Assigned task →
Retype exactly the stretch of lines that begins at the line containing "Mark every instance of the hiker with black" and ends at the last line of the data, with no other lines.

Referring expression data
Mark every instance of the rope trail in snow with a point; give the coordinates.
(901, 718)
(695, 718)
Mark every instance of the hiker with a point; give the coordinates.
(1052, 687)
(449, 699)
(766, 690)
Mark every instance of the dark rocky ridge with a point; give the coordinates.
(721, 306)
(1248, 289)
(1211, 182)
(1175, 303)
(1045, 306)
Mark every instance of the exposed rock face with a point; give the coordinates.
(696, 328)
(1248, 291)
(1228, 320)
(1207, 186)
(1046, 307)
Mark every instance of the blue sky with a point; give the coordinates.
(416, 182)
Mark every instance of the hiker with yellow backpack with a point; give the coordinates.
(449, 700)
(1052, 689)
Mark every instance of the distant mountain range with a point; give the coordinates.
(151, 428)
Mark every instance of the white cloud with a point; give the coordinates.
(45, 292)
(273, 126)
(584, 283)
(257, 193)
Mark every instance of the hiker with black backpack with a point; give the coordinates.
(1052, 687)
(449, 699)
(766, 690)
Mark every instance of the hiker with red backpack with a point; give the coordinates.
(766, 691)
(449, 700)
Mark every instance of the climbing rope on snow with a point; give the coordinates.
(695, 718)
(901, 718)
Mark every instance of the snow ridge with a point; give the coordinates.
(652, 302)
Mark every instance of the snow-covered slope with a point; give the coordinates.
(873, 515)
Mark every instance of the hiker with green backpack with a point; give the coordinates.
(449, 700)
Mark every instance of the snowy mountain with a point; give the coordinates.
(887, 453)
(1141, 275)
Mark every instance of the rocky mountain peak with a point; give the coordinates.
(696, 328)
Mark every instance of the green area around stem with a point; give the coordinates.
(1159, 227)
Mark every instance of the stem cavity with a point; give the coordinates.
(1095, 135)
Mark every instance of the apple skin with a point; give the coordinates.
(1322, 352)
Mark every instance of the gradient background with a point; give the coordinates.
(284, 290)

Written reply →
Mark every instance of the hiker with black backpack with a point; give the coordinates.
(1052, 687)
(449, 699)
(766, 690)
Mark every instance of the hiker with red backpack with a point; give the coordinates.
(766, 691)
(449, 700)
Mark every instance of the climbing rope on snow with a point; give the coordinates.
(695, 718)
(901, 718)
Mark every instance of the snow ridge with a point; give the coordinates.
(652, 302)
Mark every instance of the snow-covered slope with a point; give the coordinates.
(873, 515)
Mark every instance of the hiker with green backpack with a point; give the coordinates.
(449, 700)
Mark every instance of the snowy mountain with a point; give the coordinates.
(887, 453)
(1141, 275)
Mark every instance of the rocky mountain peak with a point; give the coordinates.
(696, 328)
Mark every instance of the green area around stem with a point; give the coordinates.
(1159, 227)
Mark every instance of the stem cavity with a point; give the coordinates.
(1095, 135)
Mark every instance of the apple skin with a point; give the coordinates.
(1322, 352)
Mark every instance of the gradient background with a point; give the coordinates.
(284, 290)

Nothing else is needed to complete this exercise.